=== REQUIREMENTS ===
Will you transcribe the entries that follow, exactly and in full?

━━ DATA EXCERPTS ━━

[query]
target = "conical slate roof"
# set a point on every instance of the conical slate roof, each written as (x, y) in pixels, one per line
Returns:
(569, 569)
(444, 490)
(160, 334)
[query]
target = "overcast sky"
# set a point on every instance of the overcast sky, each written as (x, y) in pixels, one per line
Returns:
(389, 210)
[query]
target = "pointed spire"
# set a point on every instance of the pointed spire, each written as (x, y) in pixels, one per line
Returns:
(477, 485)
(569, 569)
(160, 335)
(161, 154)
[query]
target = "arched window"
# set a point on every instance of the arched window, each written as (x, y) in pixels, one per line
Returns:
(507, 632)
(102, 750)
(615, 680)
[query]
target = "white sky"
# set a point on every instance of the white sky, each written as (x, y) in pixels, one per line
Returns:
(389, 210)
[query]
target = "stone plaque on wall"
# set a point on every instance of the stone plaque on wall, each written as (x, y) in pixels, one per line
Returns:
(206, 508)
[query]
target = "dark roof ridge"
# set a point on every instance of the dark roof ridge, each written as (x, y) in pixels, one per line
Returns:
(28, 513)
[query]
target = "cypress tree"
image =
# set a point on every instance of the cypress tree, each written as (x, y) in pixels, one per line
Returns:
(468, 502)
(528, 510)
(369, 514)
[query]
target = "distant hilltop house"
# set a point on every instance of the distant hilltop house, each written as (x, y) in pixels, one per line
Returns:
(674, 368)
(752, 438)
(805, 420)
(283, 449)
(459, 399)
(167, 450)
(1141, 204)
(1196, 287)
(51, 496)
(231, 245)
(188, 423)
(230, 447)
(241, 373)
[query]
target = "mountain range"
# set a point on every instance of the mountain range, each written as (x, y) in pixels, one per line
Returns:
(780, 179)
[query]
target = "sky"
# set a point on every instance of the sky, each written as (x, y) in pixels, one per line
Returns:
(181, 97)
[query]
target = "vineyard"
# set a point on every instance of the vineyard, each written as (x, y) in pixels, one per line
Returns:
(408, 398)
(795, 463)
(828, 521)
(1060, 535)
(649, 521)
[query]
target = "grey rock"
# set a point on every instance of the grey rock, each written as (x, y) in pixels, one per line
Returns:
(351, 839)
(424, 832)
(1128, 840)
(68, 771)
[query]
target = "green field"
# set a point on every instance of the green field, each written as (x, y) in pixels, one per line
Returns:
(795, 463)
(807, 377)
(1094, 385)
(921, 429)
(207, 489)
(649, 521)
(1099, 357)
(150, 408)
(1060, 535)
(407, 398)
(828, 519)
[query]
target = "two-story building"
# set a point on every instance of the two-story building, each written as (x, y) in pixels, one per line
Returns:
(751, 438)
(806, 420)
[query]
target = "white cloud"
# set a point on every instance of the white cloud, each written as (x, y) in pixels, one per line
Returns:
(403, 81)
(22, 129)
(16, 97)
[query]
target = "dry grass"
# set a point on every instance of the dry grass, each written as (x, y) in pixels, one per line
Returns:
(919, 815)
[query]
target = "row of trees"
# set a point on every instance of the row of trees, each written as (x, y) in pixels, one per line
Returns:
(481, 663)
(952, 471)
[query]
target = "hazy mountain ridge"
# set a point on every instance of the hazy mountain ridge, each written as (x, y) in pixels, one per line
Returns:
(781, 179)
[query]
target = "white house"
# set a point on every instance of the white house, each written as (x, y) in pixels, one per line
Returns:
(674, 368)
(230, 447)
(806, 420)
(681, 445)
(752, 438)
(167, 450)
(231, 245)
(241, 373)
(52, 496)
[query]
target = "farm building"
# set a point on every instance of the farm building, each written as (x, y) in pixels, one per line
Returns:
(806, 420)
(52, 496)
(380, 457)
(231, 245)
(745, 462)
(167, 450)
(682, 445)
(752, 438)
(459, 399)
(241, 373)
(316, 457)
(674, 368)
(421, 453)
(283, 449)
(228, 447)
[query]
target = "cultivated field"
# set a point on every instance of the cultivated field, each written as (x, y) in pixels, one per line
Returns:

━━━

=== RESPONSE ===
[query]
target = "conical slate roof"
# set a point on every instance of the conical slate roof, each written as (x, y) in pixels, one per line
Returns:
(569, 569)
(444, 490)
(160, 334)
[query]
target = "overcast sky"
# set a point on every instance of the overcast sky, each written as (x, y) in pixels, one per line
Returns:
(389, 210)
[query]
target = "pointed spire"
# set a point on every instance of the pointed spire, each written as (x, y) in pixels, one per line
Returns:
(477, 485)
(569, 569)
(160, 335)
(161, 154)
[query]
target = "arched window"
# set a point on every instance of the arched window, each written as (x, y) in pixels, one per line
Returns:
(507, 632)
(102, 750)
(615, 680)
[query]
target = "white sky"
# set a point on every instance of the white sky, each written as (x, y) in pixels, one per line
Returns:
(389, 210)
[query]
target = "stone plaque on wall"
# set a point on every instance of the stone plaque on wall, each written as (x, y) in pixels, one per line
Returns:
(206, 508)
[query]
target = "dark roof ridge"
# set a point on every instance of the dark roof ridge, each written as (x, y) in pixels, one per line
Returns:
(28, 513)
[query]
target = "cypress tree"
image =
# set a point on every instance of the cypress tree, each written as (x, y) in pixels, one per line
Returns:
(468, 502)
(528, 510)
(369, 514)
[query]
target = "distant hilltop house"
# set a point on every instance of the distant hilltop house, each written as (x, y) in pixels, one per line
Returns:
(674, 368)
(752, 438)
(805, 420)
(283, 449)
(459, 399)
(167, 450)
(1141, 204)
(1196, 287)
(51, 496)
(231, 245)
(188, 423)
(230, 447)
(241, 373)
[query]
target = "mountain range"
# set a point on every instance of the mountain range, each written as (x, y) in pixels, one per line
Returns:
(780, 179)
[query]
target = "sky"
# set a point on every instance of the sky, each written as (x, y) in pixels, one per line
Returns:
(181, 97)
[query]
target = "vineyard"
# set a point on every instance of the vineyard, each written as (x, y) in pixels, one per line
Returns:
(408, 398)
(795, 463)
(828, 521)
(1060, 535)
(649, 521)
[query]
target = "grey rock"
# set a point on every instance of the grey rock, each written as (x, y) in pixels, one per line
Returns:
(351, 839)
(424, 832)
(1128, 840)
(68, 771)
[query]
target = "green field"
# set a point on every instance of the green field, each written as (x, y) in pixels, one per line
Returns:
(795, 463)
(807, 377)
(1094, 385)
(921, 429)
(207, 489)
(649, 521)
(1099, 357)
(150, 408)
(1060, 535)
(407, 398)
(828, 519)
[query]
target = "two-story building"
# set a point on every instance of the two-story building, each written as (x, y) in pixels, one per line
Returns:
(751, 438)
(806, 420)
[query]
target = "white cloud"
# set a point on every instance of the white cloud, each written as (x, y) in pixels, one per line
Returns:
(403, 81)
(22, 129)
(16, 97)
[query]
target = "dry grass"
# set a point on every instance of the dry grass, each written as (x, y) in pixels, one per line
Returns:
(919, 815)
[query]
target = "row of trees"
# set a point on every instance of the row of trees, each written as (x, y) in pixels, one per line
Returns:
(481, 663)
(952, 471)
[query]
target = "hazy mountain ridge"
# set a point on every instance of the hazy mountain ridge, each written as (x, y) in pixels, one per line
Returns:
(781, 179)
[query]
target = "white house"
# set a point on every instance of the white house, each written as (x, y) in pixels, one per line
Returns:
(674, 368)
(230, 447)
(806, 420)
(681, 445)
(752, 438)
(167, 450)
(231, 245)
(241, 373)
(52, 496)
[query]
target = "farm building"
# set a point on every instance of the farm building, each written as (x, y) in pixels, one per line
Returns:
(806, 420)
(52, 496)
(380, 457)
(231, 245)
(745, 462)
(167, 450)
(682, 445)
(752, 438)
(459, 399)
(241, 373)
(316, 457)
(674, 368)
(421, 453)
(283, 449)
(228, 447)
[query]
target = "cultivated field"
# set a point on every instance of the cultivated field, each written as (x, y) in pixels, one per line
Returns:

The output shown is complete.